[INSTRUCTIONS TO FOLLOW]
Can you quote exactly the stretch of lines from the one with "Point to the woman in white" through the final line of the material, both ends included?
* * *
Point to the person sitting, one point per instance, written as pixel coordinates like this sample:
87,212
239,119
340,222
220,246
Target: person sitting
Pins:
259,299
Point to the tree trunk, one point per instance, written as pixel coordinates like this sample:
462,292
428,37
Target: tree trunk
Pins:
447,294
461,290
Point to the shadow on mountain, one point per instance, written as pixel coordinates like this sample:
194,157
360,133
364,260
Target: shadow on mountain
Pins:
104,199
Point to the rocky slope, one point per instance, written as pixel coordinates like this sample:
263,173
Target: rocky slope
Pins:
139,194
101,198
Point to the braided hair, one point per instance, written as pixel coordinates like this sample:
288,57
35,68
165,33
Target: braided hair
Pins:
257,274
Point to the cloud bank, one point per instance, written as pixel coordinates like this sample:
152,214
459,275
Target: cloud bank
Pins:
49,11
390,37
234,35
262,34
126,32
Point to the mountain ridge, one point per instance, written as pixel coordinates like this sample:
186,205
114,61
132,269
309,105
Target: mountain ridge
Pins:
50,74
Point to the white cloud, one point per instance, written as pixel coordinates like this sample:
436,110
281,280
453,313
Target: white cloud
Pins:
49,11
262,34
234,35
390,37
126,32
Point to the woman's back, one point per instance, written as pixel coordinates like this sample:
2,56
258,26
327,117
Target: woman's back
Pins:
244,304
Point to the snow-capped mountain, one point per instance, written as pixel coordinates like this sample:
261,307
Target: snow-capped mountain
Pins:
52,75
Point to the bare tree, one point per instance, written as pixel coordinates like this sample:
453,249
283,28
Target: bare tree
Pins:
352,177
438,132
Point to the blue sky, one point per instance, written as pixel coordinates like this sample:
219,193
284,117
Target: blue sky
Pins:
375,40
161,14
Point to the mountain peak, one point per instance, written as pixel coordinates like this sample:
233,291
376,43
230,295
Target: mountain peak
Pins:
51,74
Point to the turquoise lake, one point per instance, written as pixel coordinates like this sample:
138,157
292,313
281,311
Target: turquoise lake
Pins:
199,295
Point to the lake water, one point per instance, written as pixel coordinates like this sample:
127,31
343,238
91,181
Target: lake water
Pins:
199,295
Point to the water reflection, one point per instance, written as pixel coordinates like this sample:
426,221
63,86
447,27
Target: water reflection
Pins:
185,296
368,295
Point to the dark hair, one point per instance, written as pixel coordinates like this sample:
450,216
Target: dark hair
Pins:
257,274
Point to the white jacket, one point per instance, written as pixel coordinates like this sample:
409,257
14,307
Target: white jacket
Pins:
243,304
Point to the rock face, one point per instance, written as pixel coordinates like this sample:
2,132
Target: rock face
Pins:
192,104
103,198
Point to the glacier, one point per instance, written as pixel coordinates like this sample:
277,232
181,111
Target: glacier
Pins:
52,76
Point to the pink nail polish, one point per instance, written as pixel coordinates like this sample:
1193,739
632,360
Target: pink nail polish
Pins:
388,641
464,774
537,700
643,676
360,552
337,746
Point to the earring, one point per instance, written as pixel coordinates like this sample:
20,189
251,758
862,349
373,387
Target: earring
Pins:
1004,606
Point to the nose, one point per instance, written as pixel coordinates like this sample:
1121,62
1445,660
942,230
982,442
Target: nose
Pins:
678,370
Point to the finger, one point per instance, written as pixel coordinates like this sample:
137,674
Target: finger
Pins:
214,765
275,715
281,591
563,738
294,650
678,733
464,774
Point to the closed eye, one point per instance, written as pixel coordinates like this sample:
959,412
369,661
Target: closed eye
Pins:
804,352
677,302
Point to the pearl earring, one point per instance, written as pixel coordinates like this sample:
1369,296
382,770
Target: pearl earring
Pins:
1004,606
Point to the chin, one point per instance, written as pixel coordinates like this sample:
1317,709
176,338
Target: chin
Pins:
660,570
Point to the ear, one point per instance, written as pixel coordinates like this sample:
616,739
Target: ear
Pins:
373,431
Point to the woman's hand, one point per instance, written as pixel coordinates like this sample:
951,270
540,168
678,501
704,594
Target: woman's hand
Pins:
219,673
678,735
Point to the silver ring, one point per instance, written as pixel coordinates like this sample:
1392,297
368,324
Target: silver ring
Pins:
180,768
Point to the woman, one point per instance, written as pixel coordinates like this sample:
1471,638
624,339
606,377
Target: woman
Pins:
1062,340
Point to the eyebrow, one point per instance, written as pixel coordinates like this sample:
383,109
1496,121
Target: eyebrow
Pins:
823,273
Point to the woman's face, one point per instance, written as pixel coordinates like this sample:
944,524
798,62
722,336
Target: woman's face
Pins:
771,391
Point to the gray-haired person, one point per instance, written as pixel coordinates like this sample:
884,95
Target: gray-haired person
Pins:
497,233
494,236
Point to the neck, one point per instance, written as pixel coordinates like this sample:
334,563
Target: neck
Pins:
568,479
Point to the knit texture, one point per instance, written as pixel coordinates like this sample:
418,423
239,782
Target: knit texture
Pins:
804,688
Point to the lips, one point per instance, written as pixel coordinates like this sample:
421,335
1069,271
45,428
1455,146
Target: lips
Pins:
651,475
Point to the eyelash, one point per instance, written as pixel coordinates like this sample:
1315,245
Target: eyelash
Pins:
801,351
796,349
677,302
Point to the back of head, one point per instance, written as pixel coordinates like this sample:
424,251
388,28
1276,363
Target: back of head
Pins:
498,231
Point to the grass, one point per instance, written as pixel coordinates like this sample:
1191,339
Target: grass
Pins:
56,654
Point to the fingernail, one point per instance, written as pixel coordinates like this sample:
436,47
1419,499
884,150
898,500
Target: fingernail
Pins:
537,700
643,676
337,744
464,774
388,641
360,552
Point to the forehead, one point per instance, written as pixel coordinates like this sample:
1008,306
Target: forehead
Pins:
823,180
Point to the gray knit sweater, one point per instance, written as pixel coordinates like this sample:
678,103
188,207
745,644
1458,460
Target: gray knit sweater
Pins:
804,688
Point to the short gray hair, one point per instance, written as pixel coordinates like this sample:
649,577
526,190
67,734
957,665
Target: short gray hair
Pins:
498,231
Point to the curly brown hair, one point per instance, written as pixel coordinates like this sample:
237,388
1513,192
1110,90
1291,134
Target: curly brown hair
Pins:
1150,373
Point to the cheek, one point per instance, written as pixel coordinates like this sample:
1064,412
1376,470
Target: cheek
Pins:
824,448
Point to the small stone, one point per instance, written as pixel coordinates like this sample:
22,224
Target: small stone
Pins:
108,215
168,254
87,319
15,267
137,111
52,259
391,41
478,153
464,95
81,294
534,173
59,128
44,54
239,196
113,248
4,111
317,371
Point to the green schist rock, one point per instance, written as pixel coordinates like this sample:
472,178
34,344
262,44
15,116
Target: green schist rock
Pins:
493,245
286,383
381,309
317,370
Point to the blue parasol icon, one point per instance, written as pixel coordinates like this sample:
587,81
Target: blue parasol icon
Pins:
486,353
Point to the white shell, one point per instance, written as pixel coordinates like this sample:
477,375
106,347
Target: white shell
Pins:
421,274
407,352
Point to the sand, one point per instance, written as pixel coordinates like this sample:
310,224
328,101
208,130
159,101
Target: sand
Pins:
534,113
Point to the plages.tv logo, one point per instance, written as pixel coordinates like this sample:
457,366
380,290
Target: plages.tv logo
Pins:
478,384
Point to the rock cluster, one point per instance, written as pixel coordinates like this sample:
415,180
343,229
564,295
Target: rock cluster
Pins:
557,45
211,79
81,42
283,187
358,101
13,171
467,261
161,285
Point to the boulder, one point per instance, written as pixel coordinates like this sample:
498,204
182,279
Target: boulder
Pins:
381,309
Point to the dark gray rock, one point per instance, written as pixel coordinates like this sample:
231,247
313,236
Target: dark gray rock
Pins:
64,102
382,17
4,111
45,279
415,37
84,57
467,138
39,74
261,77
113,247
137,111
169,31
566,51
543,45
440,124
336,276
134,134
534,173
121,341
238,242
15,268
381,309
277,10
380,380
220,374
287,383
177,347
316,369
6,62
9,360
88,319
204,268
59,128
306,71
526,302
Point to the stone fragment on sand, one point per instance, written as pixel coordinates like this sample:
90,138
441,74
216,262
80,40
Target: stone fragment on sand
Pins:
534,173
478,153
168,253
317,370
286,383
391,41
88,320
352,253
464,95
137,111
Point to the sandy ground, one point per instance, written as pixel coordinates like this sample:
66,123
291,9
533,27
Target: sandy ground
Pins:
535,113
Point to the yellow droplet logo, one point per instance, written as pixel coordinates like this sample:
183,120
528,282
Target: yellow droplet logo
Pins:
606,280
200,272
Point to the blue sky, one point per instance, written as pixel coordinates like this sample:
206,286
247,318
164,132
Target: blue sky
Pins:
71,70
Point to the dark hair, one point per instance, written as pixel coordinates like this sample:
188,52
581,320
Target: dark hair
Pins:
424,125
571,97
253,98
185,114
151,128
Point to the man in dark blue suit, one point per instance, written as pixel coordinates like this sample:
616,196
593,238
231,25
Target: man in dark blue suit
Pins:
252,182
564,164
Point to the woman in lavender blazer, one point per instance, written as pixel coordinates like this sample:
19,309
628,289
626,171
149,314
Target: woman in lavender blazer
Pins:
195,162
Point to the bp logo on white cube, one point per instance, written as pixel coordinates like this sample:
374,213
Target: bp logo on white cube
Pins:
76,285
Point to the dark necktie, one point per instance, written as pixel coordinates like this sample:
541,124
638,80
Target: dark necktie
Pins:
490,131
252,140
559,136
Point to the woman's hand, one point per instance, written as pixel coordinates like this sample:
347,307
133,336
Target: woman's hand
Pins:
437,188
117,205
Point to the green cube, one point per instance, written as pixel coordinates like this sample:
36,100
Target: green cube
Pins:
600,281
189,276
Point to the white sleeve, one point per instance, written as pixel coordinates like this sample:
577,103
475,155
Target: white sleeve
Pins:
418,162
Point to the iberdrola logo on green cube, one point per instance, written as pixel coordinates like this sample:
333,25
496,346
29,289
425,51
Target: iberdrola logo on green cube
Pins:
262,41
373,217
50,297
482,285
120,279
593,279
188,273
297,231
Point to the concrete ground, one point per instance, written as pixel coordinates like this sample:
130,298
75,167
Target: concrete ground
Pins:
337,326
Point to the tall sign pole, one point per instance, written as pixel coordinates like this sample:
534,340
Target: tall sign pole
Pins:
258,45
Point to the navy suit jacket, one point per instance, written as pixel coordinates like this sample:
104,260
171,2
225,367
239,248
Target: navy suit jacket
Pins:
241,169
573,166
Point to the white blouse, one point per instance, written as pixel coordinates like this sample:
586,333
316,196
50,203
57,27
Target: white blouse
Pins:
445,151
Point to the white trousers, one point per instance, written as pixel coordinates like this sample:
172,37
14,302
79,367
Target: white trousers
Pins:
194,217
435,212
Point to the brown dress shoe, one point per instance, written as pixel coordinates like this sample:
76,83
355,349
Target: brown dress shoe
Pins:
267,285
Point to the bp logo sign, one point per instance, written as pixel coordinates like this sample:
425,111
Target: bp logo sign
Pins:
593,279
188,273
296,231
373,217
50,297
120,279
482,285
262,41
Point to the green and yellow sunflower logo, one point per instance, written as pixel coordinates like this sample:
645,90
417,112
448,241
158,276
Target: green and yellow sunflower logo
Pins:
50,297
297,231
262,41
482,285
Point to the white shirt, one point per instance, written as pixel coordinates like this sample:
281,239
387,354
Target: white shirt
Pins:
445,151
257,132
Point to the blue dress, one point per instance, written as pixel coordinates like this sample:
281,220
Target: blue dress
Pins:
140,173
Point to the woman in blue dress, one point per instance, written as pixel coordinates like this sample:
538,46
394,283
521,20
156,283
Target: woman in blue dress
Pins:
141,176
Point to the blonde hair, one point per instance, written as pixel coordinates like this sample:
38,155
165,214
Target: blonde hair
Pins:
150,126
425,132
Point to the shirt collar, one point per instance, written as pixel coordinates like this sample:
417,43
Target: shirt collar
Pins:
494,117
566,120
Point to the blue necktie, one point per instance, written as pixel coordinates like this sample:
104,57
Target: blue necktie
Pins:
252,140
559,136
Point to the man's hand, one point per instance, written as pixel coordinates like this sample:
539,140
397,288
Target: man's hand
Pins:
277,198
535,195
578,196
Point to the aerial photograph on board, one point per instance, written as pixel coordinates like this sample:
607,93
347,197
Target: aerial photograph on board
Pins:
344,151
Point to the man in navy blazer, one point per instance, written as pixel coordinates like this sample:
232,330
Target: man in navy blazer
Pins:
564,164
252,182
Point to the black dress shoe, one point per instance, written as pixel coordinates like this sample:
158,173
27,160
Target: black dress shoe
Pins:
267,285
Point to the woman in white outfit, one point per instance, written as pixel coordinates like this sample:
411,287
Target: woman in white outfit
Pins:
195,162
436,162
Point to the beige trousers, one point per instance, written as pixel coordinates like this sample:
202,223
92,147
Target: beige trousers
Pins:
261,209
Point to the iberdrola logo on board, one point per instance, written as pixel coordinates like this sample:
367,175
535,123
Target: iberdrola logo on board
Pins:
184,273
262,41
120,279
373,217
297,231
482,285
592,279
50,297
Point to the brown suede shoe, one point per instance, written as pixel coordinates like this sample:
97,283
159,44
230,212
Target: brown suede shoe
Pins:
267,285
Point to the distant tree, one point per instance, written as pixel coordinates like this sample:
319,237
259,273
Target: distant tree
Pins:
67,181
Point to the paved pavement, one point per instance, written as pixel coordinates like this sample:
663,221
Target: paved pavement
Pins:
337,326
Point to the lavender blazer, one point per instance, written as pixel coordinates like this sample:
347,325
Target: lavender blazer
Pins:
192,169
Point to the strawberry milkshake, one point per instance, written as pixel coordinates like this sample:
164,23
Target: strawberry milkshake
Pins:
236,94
* * *
[WRITTEN RESPONSE]
Point to the woman in white outfit, one point per instance, written as pixel coordinates like this sample:
411,287
Target: woman in white outfit
Pins:
195,162
436,162
Point to the beige trousers, one point per instance, written as pixel coordinates like this sample:
202,223
92,147
Target: beige trousers
Pins:
261,209
Point to the iberdrola logo on board, one point per instance, written as pixel coordinates like this sample:
367,175
535,123
Target: iberdrola logo on board
Pins:
184,273
262,41
120,279
373,217
297,231
482,285
592,279
50,297
Point to the brown suede shoe, one point per instance, written as pixel coordinates like this sample:
97,283
159,44
230,212
Target: brown suede shoe
Pins:
267,285
Point to the distant tree, one point per instance, written as pixel coordinates like this sample:
319,237
259,273
Target: distant tree
Pins:
67,181
Point to the paved pavement, one point per instance, written as pixel coordinates like this sample:
663,221
Target: paved pavement
Pins:
337,326
Point to the lavender blazer, one point per instance, written as pixel coordinates like this sample:
347,325
Target: lavender blazer
Pins:
192,169
Point to the strawberry milkshake, one point per instance, written as pixel coordinates like this sample:
164,23
Target: strawberry milkshake
Pins:
236,94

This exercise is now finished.